═════ PAGE ═════
I used the data set from LFW database. The problem with using the images directly to bolster the positive images already given to us (Caltech database) was that the face images from the two databases looked completely different. It would have been possible to crop the images from the new database to the correct proportions but it would take too long to crop every image.

Instead I used the fact that the faces in the new image are centered in the image. Using this as the base idea, I used a crude version of active learning to automatically crop the images. I first trained my model on the images present in the Caltech database. Using this model, I ran the run_detector to detect faces in the LFW database images. Knowing that the faces lie around the center of the image, I filtered the detections by

  1. first taking the larges bounding box found in the image. I realized that this was more likely to be a face compared to other images, especially given that I'm training them on smaller scales, and given that the faces are relatively straight forward.
  2. then, I compared the centers of the detected bounding boxes with the centers of the images and discarded any bounding boxes lying more than 20pixels away from the center of the image.

Doing so gave me very good faces. I tweaked the scales at which I detected the boxes and the cropping region around the bounding boxes to get the following faces.
═════ MATERIAL ═════
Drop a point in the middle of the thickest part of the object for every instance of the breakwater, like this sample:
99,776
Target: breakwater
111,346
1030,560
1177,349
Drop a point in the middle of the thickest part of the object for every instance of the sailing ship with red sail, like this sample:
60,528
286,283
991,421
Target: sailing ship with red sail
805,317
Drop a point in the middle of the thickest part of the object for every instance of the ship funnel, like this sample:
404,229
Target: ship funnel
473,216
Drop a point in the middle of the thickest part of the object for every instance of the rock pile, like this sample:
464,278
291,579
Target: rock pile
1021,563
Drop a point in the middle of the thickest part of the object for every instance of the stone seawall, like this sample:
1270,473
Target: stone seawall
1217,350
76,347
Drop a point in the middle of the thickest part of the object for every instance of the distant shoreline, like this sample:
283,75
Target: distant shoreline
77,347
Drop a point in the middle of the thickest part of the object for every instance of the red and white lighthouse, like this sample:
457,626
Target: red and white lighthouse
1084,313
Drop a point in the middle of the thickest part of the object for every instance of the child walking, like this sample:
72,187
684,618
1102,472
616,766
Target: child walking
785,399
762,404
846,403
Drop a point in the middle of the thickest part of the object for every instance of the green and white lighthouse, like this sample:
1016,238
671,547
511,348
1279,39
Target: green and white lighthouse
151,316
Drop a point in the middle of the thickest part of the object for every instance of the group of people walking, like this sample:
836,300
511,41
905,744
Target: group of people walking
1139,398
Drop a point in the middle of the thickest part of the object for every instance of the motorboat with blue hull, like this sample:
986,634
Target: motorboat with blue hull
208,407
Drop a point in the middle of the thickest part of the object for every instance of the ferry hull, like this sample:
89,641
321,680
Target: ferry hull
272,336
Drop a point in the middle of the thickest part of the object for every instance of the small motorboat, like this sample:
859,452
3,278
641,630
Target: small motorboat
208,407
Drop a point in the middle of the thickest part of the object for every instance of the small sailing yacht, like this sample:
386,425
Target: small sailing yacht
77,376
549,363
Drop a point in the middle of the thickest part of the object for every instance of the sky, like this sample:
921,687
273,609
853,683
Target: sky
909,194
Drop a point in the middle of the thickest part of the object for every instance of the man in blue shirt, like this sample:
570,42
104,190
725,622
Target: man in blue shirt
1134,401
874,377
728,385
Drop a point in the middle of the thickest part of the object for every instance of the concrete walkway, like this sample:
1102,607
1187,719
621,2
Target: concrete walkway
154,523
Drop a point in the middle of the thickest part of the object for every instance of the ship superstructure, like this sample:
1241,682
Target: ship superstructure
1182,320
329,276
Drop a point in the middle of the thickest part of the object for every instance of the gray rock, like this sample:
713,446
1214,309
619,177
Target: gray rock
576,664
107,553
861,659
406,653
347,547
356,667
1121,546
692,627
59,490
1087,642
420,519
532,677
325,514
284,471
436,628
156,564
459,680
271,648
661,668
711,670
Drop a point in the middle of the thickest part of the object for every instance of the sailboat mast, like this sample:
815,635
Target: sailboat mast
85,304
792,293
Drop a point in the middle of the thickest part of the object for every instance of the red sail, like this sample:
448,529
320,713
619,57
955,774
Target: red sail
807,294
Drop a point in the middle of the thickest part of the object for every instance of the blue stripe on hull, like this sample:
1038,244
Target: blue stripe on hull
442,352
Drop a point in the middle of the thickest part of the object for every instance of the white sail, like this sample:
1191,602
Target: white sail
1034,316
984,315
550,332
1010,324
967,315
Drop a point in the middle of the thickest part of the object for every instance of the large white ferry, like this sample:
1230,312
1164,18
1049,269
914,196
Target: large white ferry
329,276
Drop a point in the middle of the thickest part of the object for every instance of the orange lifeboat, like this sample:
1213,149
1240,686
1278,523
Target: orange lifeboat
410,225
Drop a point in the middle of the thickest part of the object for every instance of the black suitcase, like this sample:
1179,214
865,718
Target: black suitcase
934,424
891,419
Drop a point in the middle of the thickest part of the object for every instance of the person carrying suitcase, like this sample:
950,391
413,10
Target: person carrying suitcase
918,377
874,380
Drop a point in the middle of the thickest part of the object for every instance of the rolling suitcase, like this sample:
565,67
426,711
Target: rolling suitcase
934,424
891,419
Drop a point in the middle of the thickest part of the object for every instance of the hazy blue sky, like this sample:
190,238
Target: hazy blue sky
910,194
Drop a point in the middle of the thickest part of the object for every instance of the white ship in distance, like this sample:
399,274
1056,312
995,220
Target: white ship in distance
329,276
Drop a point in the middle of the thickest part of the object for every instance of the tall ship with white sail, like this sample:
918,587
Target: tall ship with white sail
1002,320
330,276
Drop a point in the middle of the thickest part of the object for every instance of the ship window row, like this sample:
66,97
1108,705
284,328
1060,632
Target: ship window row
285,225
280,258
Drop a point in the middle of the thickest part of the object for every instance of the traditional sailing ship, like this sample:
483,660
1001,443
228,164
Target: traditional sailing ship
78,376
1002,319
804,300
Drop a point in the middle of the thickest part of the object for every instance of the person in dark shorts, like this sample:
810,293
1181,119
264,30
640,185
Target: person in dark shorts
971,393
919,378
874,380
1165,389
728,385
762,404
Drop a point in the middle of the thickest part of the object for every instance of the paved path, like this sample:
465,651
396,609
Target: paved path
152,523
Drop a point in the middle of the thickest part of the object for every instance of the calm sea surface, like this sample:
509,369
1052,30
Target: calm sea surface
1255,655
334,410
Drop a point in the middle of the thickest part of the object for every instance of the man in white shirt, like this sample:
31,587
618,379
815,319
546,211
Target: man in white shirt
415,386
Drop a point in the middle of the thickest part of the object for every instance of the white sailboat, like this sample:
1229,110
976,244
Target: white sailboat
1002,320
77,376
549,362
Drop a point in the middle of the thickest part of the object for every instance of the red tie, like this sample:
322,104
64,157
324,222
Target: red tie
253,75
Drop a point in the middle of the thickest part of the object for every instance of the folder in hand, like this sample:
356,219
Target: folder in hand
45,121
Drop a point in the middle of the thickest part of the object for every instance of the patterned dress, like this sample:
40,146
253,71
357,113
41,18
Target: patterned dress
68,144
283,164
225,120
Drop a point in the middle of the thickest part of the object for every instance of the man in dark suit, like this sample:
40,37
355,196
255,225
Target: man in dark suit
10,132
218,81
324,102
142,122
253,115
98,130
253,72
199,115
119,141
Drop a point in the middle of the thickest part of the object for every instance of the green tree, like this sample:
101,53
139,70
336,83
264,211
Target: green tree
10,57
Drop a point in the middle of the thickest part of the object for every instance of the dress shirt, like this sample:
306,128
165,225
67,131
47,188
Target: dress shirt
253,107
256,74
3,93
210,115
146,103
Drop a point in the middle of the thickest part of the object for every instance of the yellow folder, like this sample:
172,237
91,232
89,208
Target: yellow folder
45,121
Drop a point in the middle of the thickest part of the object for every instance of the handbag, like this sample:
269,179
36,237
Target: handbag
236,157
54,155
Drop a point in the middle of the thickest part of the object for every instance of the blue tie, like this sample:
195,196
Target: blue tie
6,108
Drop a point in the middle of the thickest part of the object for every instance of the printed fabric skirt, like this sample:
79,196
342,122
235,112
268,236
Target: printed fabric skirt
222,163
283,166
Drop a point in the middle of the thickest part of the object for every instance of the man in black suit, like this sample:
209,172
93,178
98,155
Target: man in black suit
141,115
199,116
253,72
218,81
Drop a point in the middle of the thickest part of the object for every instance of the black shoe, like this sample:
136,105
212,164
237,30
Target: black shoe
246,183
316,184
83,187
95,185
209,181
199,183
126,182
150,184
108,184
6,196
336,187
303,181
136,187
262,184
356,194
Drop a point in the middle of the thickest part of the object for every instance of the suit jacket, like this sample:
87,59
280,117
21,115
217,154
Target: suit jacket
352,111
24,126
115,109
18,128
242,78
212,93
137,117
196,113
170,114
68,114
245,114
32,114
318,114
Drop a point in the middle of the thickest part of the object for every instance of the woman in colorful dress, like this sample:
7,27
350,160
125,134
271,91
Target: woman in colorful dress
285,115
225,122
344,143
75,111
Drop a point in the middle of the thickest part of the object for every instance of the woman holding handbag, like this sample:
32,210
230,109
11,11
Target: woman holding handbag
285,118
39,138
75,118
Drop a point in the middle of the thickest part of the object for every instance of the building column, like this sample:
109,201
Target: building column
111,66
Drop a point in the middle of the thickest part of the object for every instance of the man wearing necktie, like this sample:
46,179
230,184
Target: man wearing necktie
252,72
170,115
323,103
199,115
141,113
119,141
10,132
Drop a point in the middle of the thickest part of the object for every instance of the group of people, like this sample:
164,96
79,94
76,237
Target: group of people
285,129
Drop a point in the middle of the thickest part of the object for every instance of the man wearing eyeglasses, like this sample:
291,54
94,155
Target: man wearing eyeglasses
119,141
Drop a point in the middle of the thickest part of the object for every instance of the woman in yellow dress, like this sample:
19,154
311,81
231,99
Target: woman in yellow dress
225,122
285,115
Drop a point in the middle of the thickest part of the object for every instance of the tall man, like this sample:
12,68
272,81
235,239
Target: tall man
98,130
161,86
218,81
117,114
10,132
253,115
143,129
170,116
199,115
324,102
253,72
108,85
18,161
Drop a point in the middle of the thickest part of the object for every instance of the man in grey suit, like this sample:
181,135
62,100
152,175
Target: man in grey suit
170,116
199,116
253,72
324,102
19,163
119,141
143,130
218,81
═════
═════ MATERIAL ═════
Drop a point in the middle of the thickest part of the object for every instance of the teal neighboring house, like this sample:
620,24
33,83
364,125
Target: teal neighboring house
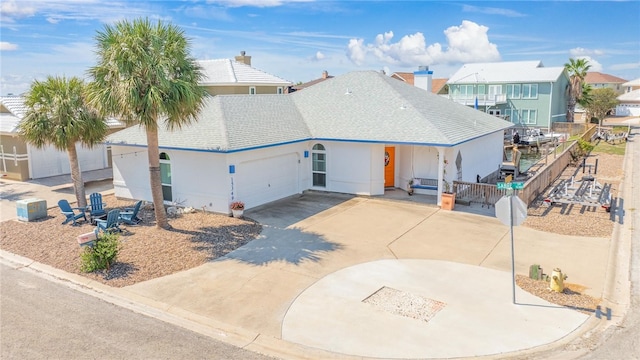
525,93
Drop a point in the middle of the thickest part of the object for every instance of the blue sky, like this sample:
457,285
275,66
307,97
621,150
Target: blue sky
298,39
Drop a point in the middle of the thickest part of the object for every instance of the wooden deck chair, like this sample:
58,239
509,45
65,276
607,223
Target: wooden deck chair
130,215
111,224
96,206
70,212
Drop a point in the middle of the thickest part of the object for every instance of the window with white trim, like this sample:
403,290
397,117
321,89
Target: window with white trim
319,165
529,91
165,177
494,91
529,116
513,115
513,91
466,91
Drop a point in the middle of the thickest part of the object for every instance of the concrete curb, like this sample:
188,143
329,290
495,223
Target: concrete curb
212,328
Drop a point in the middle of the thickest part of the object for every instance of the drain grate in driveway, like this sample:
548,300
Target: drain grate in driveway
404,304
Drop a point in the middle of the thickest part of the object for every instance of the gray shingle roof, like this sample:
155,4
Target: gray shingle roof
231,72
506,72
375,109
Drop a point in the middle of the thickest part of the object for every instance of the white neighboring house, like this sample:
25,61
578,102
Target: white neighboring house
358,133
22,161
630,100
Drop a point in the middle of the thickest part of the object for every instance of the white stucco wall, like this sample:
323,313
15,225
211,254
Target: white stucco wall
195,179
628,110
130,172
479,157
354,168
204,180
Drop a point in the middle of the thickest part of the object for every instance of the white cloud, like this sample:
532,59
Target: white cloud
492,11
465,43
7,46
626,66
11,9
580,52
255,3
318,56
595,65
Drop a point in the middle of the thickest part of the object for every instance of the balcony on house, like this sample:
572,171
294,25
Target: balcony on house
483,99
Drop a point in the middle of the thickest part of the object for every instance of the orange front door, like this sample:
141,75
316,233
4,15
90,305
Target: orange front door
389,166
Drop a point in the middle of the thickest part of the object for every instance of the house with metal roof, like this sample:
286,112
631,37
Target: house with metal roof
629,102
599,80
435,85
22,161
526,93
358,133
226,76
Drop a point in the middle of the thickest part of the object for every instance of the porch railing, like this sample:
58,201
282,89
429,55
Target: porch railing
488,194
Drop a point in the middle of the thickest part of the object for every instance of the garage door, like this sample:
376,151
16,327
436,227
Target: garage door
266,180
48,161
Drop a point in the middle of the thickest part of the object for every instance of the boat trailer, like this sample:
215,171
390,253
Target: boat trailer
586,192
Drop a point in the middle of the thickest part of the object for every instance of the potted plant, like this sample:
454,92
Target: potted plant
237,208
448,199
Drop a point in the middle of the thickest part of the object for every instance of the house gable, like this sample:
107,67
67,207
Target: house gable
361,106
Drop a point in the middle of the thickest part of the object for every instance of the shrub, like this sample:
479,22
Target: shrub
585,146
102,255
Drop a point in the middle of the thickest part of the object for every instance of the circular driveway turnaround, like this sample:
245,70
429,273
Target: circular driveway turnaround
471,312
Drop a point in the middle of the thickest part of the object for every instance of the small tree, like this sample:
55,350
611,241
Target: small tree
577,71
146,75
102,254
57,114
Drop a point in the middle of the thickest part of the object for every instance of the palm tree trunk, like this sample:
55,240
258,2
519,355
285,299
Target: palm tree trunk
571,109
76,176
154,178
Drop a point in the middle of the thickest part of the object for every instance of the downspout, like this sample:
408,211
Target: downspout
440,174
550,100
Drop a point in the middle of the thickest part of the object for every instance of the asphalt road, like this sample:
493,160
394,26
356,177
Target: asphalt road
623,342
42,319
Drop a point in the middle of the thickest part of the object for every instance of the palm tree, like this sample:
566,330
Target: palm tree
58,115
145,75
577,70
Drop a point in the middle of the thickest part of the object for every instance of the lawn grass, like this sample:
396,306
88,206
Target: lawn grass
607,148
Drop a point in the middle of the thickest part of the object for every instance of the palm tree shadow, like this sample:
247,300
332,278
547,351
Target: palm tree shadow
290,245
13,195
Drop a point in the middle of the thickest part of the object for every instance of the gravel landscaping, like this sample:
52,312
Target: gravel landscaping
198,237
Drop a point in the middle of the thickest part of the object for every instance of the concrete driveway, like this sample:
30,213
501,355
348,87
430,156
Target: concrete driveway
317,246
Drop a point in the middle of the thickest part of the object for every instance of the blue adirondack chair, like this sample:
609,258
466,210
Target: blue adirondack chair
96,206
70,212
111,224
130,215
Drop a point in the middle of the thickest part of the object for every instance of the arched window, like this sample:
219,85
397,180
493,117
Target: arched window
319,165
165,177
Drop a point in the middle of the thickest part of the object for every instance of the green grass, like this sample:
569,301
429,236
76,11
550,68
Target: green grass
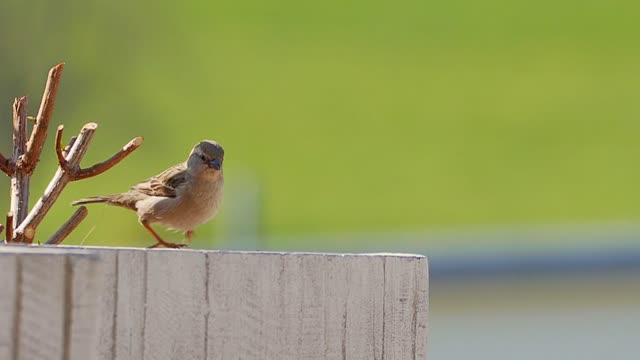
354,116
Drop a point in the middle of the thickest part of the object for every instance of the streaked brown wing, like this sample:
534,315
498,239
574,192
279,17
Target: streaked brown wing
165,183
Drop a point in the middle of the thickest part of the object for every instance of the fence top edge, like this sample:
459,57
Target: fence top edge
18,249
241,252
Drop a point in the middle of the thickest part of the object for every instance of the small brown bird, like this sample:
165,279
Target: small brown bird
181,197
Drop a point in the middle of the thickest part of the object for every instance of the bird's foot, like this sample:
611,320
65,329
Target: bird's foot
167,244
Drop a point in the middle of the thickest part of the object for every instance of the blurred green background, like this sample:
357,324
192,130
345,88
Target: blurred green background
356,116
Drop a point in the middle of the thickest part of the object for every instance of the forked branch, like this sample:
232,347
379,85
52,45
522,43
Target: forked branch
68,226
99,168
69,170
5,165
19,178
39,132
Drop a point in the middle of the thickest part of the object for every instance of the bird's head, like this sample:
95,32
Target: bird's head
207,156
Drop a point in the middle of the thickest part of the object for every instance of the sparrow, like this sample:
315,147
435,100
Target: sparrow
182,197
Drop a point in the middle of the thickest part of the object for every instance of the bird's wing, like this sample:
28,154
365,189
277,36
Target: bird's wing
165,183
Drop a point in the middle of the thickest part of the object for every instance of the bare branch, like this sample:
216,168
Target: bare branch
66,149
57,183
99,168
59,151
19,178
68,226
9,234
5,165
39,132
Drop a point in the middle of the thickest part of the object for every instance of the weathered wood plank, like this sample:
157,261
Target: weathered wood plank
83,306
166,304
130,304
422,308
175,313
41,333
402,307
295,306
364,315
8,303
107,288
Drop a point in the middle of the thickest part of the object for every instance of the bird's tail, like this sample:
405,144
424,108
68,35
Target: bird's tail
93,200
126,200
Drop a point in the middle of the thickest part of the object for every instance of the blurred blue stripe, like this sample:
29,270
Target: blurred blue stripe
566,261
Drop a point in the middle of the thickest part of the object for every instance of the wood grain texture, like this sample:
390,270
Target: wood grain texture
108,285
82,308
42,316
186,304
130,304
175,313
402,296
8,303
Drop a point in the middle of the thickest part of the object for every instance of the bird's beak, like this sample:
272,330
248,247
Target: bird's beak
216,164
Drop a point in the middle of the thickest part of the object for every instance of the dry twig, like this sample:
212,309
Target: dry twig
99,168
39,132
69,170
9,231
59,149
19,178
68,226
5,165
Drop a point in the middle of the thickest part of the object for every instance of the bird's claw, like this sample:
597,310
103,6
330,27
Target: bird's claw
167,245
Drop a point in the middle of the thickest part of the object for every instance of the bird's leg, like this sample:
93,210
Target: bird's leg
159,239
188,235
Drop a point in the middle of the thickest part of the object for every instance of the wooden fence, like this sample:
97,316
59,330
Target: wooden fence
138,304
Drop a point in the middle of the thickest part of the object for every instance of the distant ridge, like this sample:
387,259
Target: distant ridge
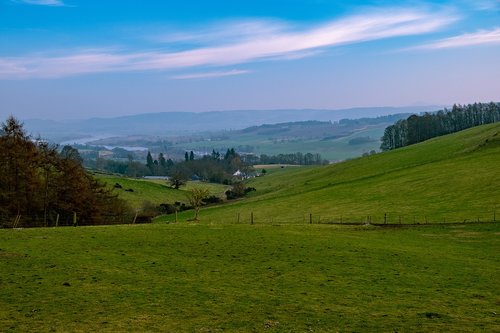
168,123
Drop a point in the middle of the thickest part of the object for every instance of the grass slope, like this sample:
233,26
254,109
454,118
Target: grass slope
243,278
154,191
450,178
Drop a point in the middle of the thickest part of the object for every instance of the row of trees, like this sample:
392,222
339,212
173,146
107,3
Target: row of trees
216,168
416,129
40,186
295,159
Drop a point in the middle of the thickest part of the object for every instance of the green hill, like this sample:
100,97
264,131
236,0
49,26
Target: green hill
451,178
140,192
═════
**TASK 1**
Copy out the face-cropping text word for word, everything from "1. first taking" down to "the following faces.".
**TASK 2**
Carry on the text about cropping LFW face images, starting after its last sentence.
The lines above are separate from the face-cropping text.

**WRITTEN ANSWER 1**
1. first taking the larges bounding box found in the image. I realized that this was more likely to be a face compared to other images, especially given that I'm training them on smaller scales, and given that the faces are relatively straight forward.
  2. then, I compared the centers of the detected bounding boxes with the centers of the images and discarded any bounding boxes lying more than 20pixels away from the center of the image.

Doing so gave me very good faces. I tweaked the scales at which I detected the boxes and the cropping region around the bounding boxes to get the following faces.

**WRITTEN ANSWER 2**
I extended this idea even further. I realized that most of the bounding boxes which were not near the center and not the biggest bounding box detected for that image would most likely not be faces, but were still recognized as faces. I could use these images for hard mining given that these images are more closer to actual faces compared to the images extracted from hard mining images not containing any faces. Training the SVM with these faces added to negative images along with a high lambda would theoretically give me a much better accuracy. To be on the safe side, I increased the margin for boxes to be classified as away from the center. Here are some of the 'faces' I obtained from hard mining.

Note: To obtain extra faces, run crop_faces.m first. There are two changeable parameters at the top of this file - use_vl_hog and use_hard_mining. I wouldn't recommend changing use_vl_hog from its value of true unless you don't mind waiting a few hours to run the code with my own hog implementation. Setting use_hard_mining to true extracts 'negative faces' from the LFW database.

To augment the positive features with features from the LFW database, set augment_pos_data to true.

I have also included code to use the extra negative features obtained above for hard mining. This can be run by setting use_vl_hog = 'mod' in proj5.m.

To be fair, some of these images still do contain faces in them, but that can be easily modified by tuning the parameters for hard mining (like margin, threshold etc.)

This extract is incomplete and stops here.